Referring expression data:
-*-

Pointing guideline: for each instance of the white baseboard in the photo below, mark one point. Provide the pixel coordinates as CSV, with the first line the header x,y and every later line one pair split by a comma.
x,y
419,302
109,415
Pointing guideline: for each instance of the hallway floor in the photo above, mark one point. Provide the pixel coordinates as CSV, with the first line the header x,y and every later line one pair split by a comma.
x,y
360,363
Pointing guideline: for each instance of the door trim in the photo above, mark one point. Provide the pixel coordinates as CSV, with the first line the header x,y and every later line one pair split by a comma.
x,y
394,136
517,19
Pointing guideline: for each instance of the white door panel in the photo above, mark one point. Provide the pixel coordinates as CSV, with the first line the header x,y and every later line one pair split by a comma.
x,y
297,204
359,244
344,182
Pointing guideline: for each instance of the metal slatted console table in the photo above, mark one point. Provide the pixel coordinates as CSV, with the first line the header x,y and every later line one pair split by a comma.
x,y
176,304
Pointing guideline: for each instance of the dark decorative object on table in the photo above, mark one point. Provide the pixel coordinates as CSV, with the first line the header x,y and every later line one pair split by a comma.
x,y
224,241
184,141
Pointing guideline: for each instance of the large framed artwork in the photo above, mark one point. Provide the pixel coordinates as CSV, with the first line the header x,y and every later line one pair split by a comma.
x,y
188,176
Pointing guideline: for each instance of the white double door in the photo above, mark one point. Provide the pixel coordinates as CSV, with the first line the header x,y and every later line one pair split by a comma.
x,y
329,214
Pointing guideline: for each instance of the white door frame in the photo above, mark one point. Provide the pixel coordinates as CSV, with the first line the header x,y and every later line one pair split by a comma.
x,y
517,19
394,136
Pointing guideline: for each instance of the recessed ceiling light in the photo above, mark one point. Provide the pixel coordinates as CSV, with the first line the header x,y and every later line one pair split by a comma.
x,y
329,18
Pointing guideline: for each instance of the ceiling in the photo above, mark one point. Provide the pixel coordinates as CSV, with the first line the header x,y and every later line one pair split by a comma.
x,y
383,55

-*-

Aim of the task: For this task, please set down every entry exactly, with no line left out.

Task response:
Pointing guideline: for each instance of the white baseboard in the photo below, mark one point. Provide the pixel coordinates as CSV, with the first line the header x,y and every later line one pair split by a comma.
x,y
419,302
109,415
Pointing guideline: for each instance of the hallway floor in the photo above, mark one point. Provide the pixel coordinates as CSV, with the first line the header x,y and every later line one pair split by a comma.
x,y
360,363
Pointing guideline: for each instance of the door trim in the photo above, mark one point. Provide the pixel coordinates as CSV, with the first line the header x,y and every later line one pair split by a comma.
x,y
394,136
517,19
Pointing guideline: for each instance of the white door panel in the photo above, mark one point. Provide the pixel coordinates as CSV, with the first line the header x,y and every later line one pair split by a comma.
x,y
297,204
359,244
344,182
Pointing guideline: for each instance of the metal slatted console table in the photo above, mark one point. Provide the pixel coordinates as CSV, with the first line the header x,y and every later line one pair split by a comma.
x,y
176,304
Pointing guideline: for each instance of the dark decorative object on table in the photo above, mark one point. Provide the pixel coordinates as CSV, with the first line the header x,y and every later line one pair split by a comma.
x,y
224,241
184,141
Pointing guideline: for each instance of the large framed artwork in the photo above, mark one point. Provide the pixel coordinates as CSV, with the first line the header x,y and every later line one pair split by a comma.
x,y
188,176
Pointing guideline: for each instance of the white double door in the photo above, mark one point. Provide the pixel coordinates as CSV, with the first line the header x,y and every later line one pair split by a comma.
x,y
329,214
Pointing guideline: for each instance of the white door frame in the photo above, mark one point. Provide the pixel coordinates as CSV, with the first line the header x,y and every later line one pair split by a comma.
x,y
517,19
394,136
Pointing guideline: for each instance of the recessed ceiling light in the photo above, mark one point. Provide the pixel coordinates as CSV, with the first line the header x,y and every later line one pair split by a comma.
x,y
329,18
Pointing guideline: for each instance of the ceiling in the photo above, mark one point. Provide the pixel coordinates as CSV, with the first line the header x,y and every later line one pair split by a comma.
x,y
383,55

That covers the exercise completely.